## Problem details
In the biography of Baddegama Samitha Thera below, what was the monk's birth name?

## Passage to read
▬▬▬
- Title: Chief Incumbent of the Baddegama Gothatuwa Sripada Chaithyaramaya

Personal life
- Born: 14 September 1952 Baddegama, Dominion of Ceylon
- Died: 30 May 2021 (aged 68) Matara, Sri Lanka
- Cause of death: Complications from COVID-19
- Education: University of Kelaniya Lancaster University

Religious life
- Religion: Buddhism
- Temple: Baddegama Gothatuwa Sripada Chaithyaramaya
- School: Theravada
- Dharma names: Ven. Baddegama Samitha Thera

Member of Parliament for Galle District
- In office 2001–2004

Personal details
- Party: Sri Lanka Podujana Peramuna
- Other political affiliations: Lanka Sama Samaja Party United People's Freedom Alliance

= Baddegama Samitha Thera =

Sri Lankan Buddhist monk and politician (1952–2021)

Baddegama Samitha Thera also simply known as Samitha Thera (14 September 1952 - 30 May 2021: පූජ්‍ය බද්දේගම සමිත හිමි) was a Sri Lankan Buddhist monk and a politician. A member of the Lanka Sama Samaja Party (LSSP), Ven. Baddegama Samitha Thera was a member of the Sri Lankan Parliament for Galle District from 2001 to 2004. He represented the Southern Provincial Council under United People's Freedom Alliance. Samitha Thera is regarded as the first ever Buddhist monk to enter the Parliament of Sri Lanka.

==Early life==
He was born on 14 September 1952 at Opatha Naiduwa Estate in Baddegama, Dominion of Ceylon (now Sri Lanka). His birth name was Harold Thrimavithana and became a novice monk on 24 June 1965. Later he was ordained with Upasampada on June 25, 1972 at the age of 20. He was a student of Ven. Ganegama Sri Saranankara Thera and received his primary education from Opatha Government College; Baddegama Rathanasara College, and Baddegama Rathanasara Vidya Pirivena.

He entered Kelaniya University in 1976, and got involved in student politics by becoming an active member of the left-wing student movement at the university. He also served as the president of the student wing. But in 1978 his studentship at the university was suspended due to a student clash that occurred. He was not allowed to complete his degree at the Kelanya University.

==Political life==

Ven. Samitha continued with his politics and through the party, he attended many international seminars. It was while attending a seminar on Third World development in Germany in 1986, that he went across to England where, he received a scholarship to Lancaster University. There he read "Comparative Religions and Third World Development" for his degree. Even in university he got involved in the fight against apartheid. After completing his degree he returned to Sri Lanka in 1988, and became a member of the executive committee of the Nava Sama Samaja Party.
▬▬▬
## Input data
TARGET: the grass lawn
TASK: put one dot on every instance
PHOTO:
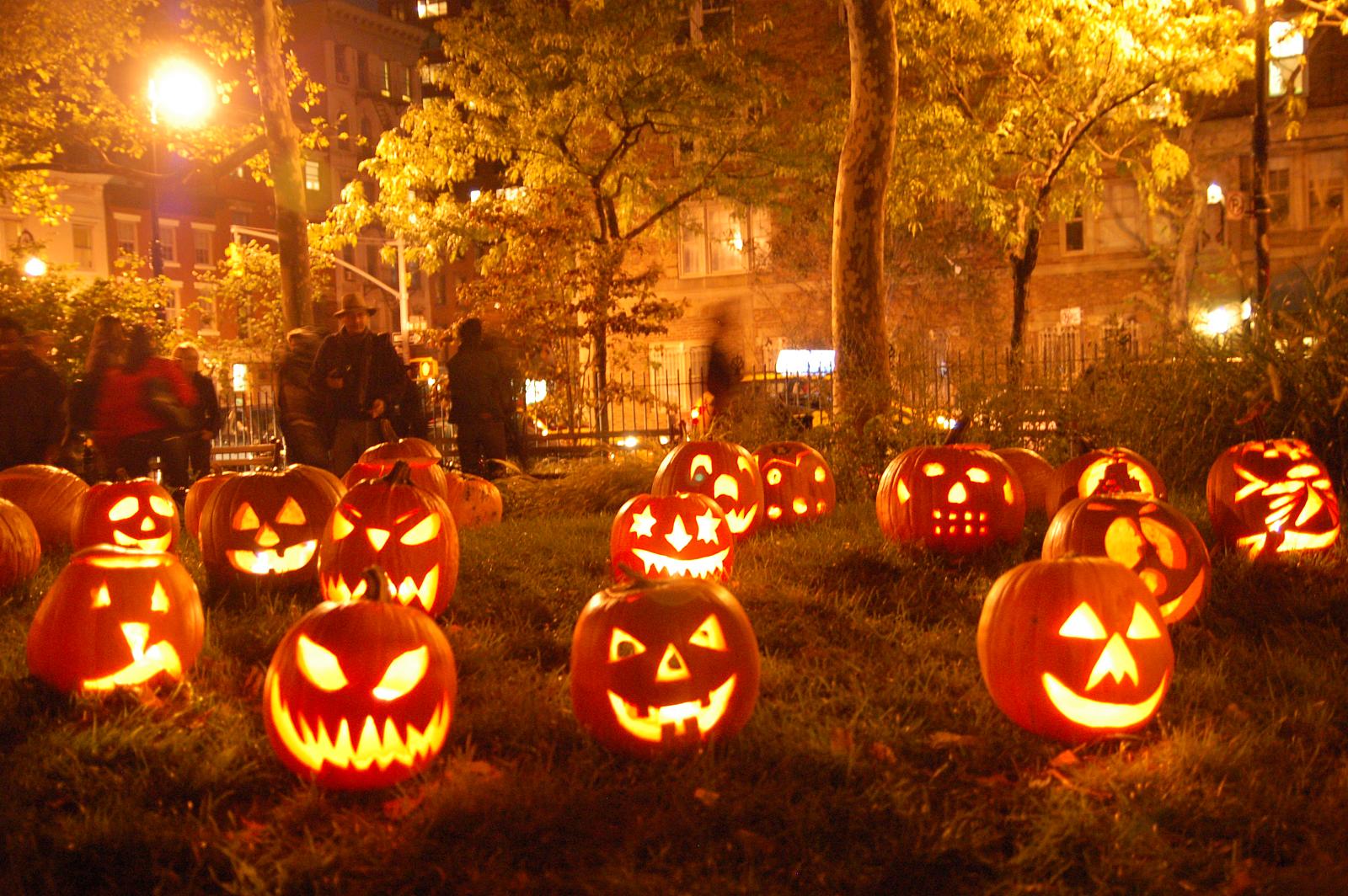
(875, 760)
▬▬▬
## Written answer
Harold Thrimavithana